**What is expected:** Once you have read the data below, print all of it exactly.

**Extracted data entries:**
***

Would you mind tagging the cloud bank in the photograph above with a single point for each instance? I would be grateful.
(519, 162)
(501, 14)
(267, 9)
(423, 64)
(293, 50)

***

**Answer box:**
Would you mind tagging the cloud bank in the photograph above with a single point for each instance? I would be grateful.
(519, 162)
(501, 14)
(267, 9)
(423, 64)
(293, 50)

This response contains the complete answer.